Task requirements
Print the full listing below exactly, keeping every character as it stands.

Supplied records
▬▬▬▬▬▬

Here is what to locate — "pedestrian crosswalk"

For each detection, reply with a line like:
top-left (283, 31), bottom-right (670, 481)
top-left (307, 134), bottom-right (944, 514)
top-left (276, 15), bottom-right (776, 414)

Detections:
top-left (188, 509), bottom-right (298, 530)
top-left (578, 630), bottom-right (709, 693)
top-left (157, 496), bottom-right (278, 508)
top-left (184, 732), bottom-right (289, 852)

▬▬▬▬▬▬

Response area
Here is what to locate — "pedestrian crosswalk"

For each detection, reply with a line like:
top-left (283, 31), bottom-right (670, 481)
top-left (307, 134), bottom-right (944, 514)
top-left (276, 15), bottom-right (776, 414)

Detections:
top-left (188, 509), bottom-right (298, 530)
top-left (578, 630), bottom-right (709, 693)
top-left (157, 496), bottom-right (278, 508)
top-left (184, 732), bottom-right (289, 852)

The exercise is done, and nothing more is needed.